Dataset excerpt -
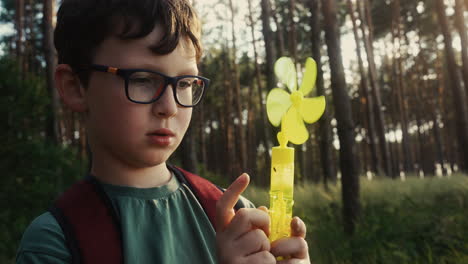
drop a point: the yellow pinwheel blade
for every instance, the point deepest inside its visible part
(310, 76)
(278, 102)
(286, 72)
(294, 127)
(312, 108)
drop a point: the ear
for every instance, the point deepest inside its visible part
(70, 89)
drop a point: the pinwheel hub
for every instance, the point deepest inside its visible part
(296, 98)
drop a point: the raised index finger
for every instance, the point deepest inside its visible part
(225, 205)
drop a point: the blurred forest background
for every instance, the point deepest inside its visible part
(382, 178)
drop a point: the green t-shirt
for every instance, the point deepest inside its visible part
(159, 225)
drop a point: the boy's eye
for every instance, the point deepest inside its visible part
(184, 84)
(146, 79)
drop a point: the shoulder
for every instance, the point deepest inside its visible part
(43, 239)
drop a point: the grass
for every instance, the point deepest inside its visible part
(411, 221)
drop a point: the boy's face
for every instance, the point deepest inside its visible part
(123, 131)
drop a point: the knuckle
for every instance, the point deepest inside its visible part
(219, 205)
(267, 257)
(242, 213)
(303, 247)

What is needed - Render all the items above as a Markdown table with the columns Row and Line, numbering each non-blank line in order and skipping blank lines. Leave the pictures out of the answer.

Written reply -
| Row | Line |
|---|---|
| 1 | drop a point: the yellow pinwheel blade |
| 2 | for every instance, the point deepest inside its visible part |
| 3 | (310, 76) |
| 4 | (278, 102) |
| 5 | (286, 72) |
| 6 | (294, 127) |
| 7 | (312, 108) |
| 8 | drop a point: the ear |
| 9 | for every instance, the point deepest inside its visible part |
| 10 | (70, 89) |
| 11 | drop a point: the pinwheel hub |
| 12 | for every instance, the point deepest inside its visible part |
| 13 | (296, 98) |
| 14 | drop a point: the raised index finger |
| 15 | for every instance, the point deepest inside its visible part |
| 16 | (225, 205) |
| 17 | drop a point: the blurred forest background |
| 18 | for every instance, the point deepest inside its visible part |
| 19 | (382, 178) |
| 20 | drop a point: the green t-shirt |
| 21 | for every instance, the point deepest inside its visible part |
| 22 | (159, 225) |
| 23 | drop a point: the boy's eye |
| 24 | for every instance, the point deepest inside its visible part |
| 25 | (184, 84) |
| 26 | (146, 79) |
| 27 | drop a point: the shoulder |
| 28 | for every instance, the point deepest inside its visible part |
| 29 | (43, 239) |
| 30 | drop a point: the grass |
| 31 | for every instance, the point deepest inside its visible part |
| 32 | (411, 221) |
| 33 | drop a point: the boy's face |
| 34 | for every instance, the point deepest inside its visible part |
| 35 | (123, 131) |
| 36 | drop a point: the knuckle |
| 37 | for every instance, the point deepest inside its visible part |
| 38 | (219, 205) |
| 39 | (267, 257) |
| 40 | (242, 213) |
| 41 | (303, 247) |